> **TEXT PROVIDED**:
Newsweek/Kaplan How to Get into College Guide

Elite Schools Booming, Providing Excellent Education Outside of Ivy League Circle.
Newsweek's 'New Ivies' Include Boston College, Carnegie-Mellon, NYU, Colgate and Emory.

A generation ago, elite schools were a clearly defined group: the eight schools in the Ivy League along with such academic powerhouses as Stanford, the University of Chicago, MIT and Caltech. But, as Senior Editor Barbara Kantrowitz and Chicago Correspondent Karen Springen report in the current issue of Newsweek, the number of world-class schools has skyrocketed in the past few decades along with the booming number of college-bound students. The demand for an excellent education has created an ever-expanding supply of big and small campuses that provide great academics and first-rate faculties.


In the annual Newsweek/Kaplan "How to Get Into College" Guide, Newsweek lists 25 "New Ivies"-schools that are the beneficiaries of the boom in top students. They were selected based on admissions statistics and interviews with administrators, faculty, students and alumni. In some cases, admissions directors have also provided examples of "overlap" schools-rivals for applicants to the colleges on the list.

> **EXERCISES**:
1. Name every school that the Newsweek/Kaplan guide excerpt lists in its subheading as one of the "New Ivies."
2. According to the Newsweek/Kaplan guide excerpt, what were the 25 "New Ivies" selected on?

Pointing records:

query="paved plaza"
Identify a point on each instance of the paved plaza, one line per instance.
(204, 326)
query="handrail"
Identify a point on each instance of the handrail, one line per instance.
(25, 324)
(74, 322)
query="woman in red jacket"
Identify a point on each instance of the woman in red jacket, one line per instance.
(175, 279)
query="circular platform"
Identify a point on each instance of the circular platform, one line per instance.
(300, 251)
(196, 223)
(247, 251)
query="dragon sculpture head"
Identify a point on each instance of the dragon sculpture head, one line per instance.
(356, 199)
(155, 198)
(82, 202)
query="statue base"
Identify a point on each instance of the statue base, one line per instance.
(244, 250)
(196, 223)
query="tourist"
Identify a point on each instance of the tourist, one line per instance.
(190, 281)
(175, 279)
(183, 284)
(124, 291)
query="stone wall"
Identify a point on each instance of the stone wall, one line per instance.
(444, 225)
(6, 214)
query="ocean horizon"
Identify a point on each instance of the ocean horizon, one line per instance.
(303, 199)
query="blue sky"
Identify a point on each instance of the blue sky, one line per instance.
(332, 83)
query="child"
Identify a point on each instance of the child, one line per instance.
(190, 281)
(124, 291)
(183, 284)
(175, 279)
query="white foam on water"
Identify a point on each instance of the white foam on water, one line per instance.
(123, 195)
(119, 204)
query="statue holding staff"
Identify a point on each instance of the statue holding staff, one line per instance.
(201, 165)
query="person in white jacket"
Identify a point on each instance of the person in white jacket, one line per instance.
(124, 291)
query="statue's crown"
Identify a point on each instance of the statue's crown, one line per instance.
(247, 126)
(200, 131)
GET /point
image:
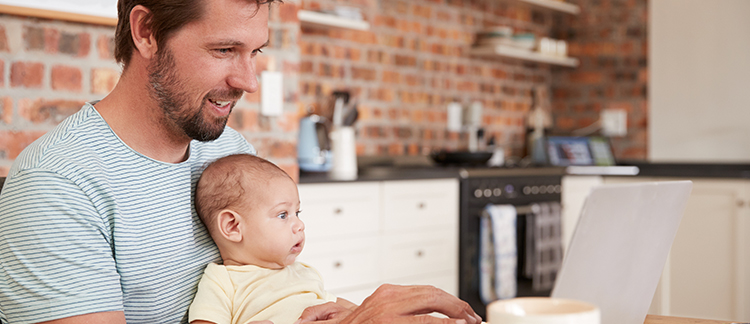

> **RESPONSES BY TASK**:
1. Boston College, Carnegie-Mellon, NYU, Colgate, Emory

2. They were selected based on admissions statistics and interviews with administrators, faculty, students and alumni.